DIRECTIONS: Transcribe the entries that follow, word for word.
PROVIDED DATA start
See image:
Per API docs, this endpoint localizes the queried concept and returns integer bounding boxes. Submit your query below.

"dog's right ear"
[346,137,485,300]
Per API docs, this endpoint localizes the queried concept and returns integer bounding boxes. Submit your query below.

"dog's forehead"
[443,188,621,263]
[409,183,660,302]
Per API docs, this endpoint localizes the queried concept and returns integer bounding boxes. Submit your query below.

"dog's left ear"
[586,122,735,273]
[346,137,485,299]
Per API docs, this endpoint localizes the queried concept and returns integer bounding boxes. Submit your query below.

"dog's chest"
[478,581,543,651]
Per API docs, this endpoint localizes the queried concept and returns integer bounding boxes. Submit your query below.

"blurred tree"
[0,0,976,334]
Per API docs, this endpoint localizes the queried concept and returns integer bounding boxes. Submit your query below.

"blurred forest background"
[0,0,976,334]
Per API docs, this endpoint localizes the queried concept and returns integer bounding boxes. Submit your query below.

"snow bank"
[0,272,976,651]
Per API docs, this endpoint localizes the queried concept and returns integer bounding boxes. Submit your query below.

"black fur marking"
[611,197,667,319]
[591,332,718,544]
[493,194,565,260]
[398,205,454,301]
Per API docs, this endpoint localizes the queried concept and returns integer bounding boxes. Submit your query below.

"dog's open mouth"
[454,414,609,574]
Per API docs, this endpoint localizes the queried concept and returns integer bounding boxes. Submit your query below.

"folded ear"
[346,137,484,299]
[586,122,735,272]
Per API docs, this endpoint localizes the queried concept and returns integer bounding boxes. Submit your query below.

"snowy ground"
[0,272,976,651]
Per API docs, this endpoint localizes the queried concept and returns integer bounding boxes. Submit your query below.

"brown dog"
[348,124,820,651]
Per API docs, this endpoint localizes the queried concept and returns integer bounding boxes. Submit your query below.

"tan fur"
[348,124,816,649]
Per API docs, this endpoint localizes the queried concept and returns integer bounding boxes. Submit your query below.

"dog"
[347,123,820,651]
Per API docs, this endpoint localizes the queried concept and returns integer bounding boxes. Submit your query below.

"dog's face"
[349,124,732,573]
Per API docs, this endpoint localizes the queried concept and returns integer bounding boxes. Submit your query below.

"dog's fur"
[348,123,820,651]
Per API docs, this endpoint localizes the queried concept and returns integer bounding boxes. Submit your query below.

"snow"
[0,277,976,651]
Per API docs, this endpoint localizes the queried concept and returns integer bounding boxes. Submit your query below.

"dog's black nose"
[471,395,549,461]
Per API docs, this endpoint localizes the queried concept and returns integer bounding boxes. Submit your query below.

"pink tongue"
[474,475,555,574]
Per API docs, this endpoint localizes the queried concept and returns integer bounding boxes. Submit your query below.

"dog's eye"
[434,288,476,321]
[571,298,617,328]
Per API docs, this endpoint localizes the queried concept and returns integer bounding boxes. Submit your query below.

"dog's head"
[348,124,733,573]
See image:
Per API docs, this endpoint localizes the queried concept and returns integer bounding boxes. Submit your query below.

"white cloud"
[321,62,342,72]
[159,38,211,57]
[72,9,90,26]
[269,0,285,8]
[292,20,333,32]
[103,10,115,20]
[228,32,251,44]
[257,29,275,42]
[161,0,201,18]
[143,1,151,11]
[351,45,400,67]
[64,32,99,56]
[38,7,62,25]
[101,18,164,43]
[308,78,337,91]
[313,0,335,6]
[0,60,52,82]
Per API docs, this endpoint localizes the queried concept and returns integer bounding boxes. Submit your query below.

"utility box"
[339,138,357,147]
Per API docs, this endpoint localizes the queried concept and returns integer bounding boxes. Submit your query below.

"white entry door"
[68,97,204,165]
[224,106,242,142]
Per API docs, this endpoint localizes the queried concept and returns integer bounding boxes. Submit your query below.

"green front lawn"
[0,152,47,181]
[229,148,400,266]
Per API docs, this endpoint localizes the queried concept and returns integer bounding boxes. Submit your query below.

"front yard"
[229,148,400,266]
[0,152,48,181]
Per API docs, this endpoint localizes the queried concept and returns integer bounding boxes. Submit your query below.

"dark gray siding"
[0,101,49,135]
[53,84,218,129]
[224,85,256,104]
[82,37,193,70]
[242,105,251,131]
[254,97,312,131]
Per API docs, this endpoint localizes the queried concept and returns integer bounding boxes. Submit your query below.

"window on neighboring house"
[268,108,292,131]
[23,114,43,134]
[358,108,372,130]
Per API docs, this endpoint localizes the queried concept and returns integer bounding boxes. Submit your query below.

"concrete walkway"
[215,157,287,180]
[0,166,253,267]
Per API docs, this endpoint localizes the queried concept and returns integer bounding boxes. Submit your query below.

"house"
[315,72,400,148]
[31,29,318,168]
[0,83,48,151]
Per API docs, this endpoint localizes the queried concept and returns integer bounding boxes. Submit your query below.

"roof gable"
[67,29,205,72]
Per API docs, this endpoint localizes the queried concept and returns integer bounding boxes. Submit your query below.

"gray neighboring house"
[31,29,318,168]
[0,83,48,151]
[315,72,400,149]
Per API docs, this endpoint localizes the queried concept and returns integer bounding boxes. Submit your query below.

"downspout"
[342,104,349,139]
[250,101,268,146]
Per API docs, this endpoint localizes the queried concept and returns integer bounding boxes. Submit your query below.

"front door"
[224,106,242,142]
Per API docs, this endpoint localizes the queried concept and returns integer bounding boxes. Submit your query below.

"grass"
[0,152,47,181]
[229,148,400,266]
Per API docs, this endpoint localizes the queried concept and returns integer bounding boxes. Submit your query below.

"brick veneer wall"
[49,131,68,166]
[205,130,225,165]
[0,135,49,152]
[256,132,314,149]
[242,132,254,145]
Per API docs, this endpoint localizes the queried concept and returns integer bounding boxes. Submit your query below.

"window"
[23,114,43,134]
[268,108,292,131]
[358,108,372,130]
PROVIDED DATA end
REPLY:
See image:
Per API docs, this endpoint localizes the queried concept and returns integer bounding boxes. Submit your query below.

"dog's right ear"
[346,137,485,300]
Per API docs, this endpoint localizes the queried concept and returns integer bounding boxes. Submit your query below.

"dog's forehead"
[443,188,621,263]
[409,183,660,302]
Per API docs, this endpoint localizes the queried concept and returns integer bounding boxes. Submit your query below.

"dog's left ear"
[586,122,735,273]
[346,137,485,299]
Per API docs, this endpoint localizes the queried concept and returns integer bounding boxes. Submit your query below.

"dog's chest"
[478,581,543,651]
Per API docs, this endpoint localizes the queried concept and returns integer bounding boxes. Submit your query below.

"blurred tree"
[0,0,976,334]
Per API docs, this endpoint localizes the queried concept and returns integer bounding boxes. Submit your query below.

"blurred forest background"
[0,0,976,334]
Per API docs, this endpoint localizes the queried concept and returns integer bounding boxes. Submit your query below.

"snow bank"
[0,272,976,651]
Per API docs, this endpoint localizes the queried concept and returns integer bounding boxes. Submit your query below.

"black fur marking"
[611,197,667,319]
[591,332,718,544]
[493,194,565,260]
[398,205,454,301]
Per API docs, this endpoint localizes the queried concept and returns integer bounding boxes. Submit your query below.

"dog's open mouth"
[454,414,609,574]
Per API docs, this endpoint localizes the queried concept and returns integer bounding boxes. Submit your query below.

"folded ear"
[346,137,484,299]
[586,122,735,272]
Per API docs, this endpoint localizes the queried concept and returns integer bounding boxes. Submit your query below.

"snowy ground"
[0,272,976,651]
Per API docs, this endpoint localizes the queried concept and returns integer bounding boxes. Submit your query below.

"brown dog"
[348,124,820,651]
Per API docs, this endpoint localizes the queried concept and returns integer bounding boxes. Submit your query below.

"tan fur"
[348,124,816,649]
Per API docs, this endpoint localizes the queried concept and returns integer bounding boxes. Submit your query below.

"dog"
[347,123,820,651]
Per API docs, this endpoint localizes the queried concept and returns integer bounding boxes. Submit your query below.

"dog's face"
[349,124,732,573]
Per API docs, this endpoint localizes the queried concept and returns integer bounding boxes. Submit your query below.

"dog's fur"
[348,123,820,651]
Per API docs, this endpoint localizes the queried concept and returns integer bounding boxes. Submit your query below.

"snow"
[0,277,976,651]
Per API docs, this endpoint localizes the queried concept and returns integer bounding boxes. Submit your query below.

"dog's black nose"
[471,395,549,461]
Per API docs, this endpoint localizes the queried concept and returns integer bounding boxes. Submit your query below.

"pink tongue"
[474,475,555,574]
Per API docs, this endpoint localizes the queried concept and returns integer bounding boxes. Submit your query below.

"dog's eye"
[434,288,476,321]
[571,298,617,328]
Per API docs, this endpoint localizes the queried concept and returns integer bounding boxes. Submit your query below.

"dog's head"
[348,124,733,573]
See image:
Per API docs, this endpoint localizes the queried concept and returns integer bounding boxes. Submit your query below.

"white cloud"
[321,62,342,72]
[159,38,211,57]
[72,9,90,26]
[269,0,285,8]
[292,20,333,32]
[103,10,115,20]
[228,32,251,44]
[257,29,275,42]
[161,0,201,18]
[143,1,151,11]
[351,45,400,67]
[64,32,99,56]
[38,7,62,25]
[101,18,164,43]
[308,78,337,91]
[313,0,335,6]
[0,60,52,82]
Per API docs, this endpoint localizes the queried concept and returns integer bounding boxes. Submit your query below.

"utility box"
[339,138,357,147]
Per API docs, this endpoint localizes the queried concept and returns integer bounding boxes. Submit your query below.

"white entry door"
[68,97,204,165]
[224,106,242,142]
Per API docs, this endpoint localizes the queried concept and returns integer bounding boxes. Submit your query below.

"green front lawn"
[0,152,47,181]
[229,148,400,266]
Per API docs, this endpoint localizes the queried concept and returns integer bounding boxes. Submit your query below.

"front yard"
[229,148,400,266]
[0,152,48,181]
Per API docs, this endpoint localizes the queried concept and returns integer bounding boxes. Submit your query below.

"dark gray siding"
[0,101,49,135]
[53,84,218,129]
[224,85,256,104]
[82,37,193,70]
[242,105,251,131]
[254,97,312,131]
Per API docs, this endpoint localizes the queried concept and returns integer bounding boxes. Submit your query below.

"window on neighboring house"
[268,108,292,131]
[23,114,43,134]
[358,108,372,130]
Per API docs, this endpoint localizes the queried concept and returns integer bounding boxes. Submit your query below.

"concrete walkway"
[215,157,287,180]
[0,166,253,267]
Per API docs, this endpoint localizes the queried concept and returns integer bounding boxes. Submit your query below.

"house"
[315,72,400,148]
[31,29,318,168]
[0,83,48,151]
Per API docs, this endpoint localizes the queried concept and returns integer bounding boxes. Submit your query below.

"roof gable"
[67,29,205,72]
Per API docs, this endpoint localizes the queried concept and returns integer bounding boxes. Submit your query below.

"gray neighboring house"
[31,29,318,168]
[0,83,48,151]
[315,72,400,149]
Per API docs, this endpoint localizes the queried concept and returns integer bounding boxes. Submit your query below.

"downspout"
[342,104,349,139]
[250,101,268,146]
Per API docs, this endpoint localizes the queried concept and returns integer bounding boxes. Submit your query below.

"front door"
[224,106,242,142]
Per API docs, this endpoint localizes the queried concept and returns integer bounding boxes. Submit your query below.

"grass"
[0,152,47,181]
[229,148,400,266]
Per API docs, this endpoint localizes the queried concept and returns integer bounding boxes. Submit your query below.

"brick veneer wall"
[49,131,68,166]
[205,130,225,165]
[0,135,49,152]
[256,132,314,149]
[242,132,254,145]
Per API docs, this endpoint localizes the queried concept and returns integer bounding boxes. Submit your query below.

"window"
[23,114,43,134]
[268,108,292,131]
[358,108,372,130]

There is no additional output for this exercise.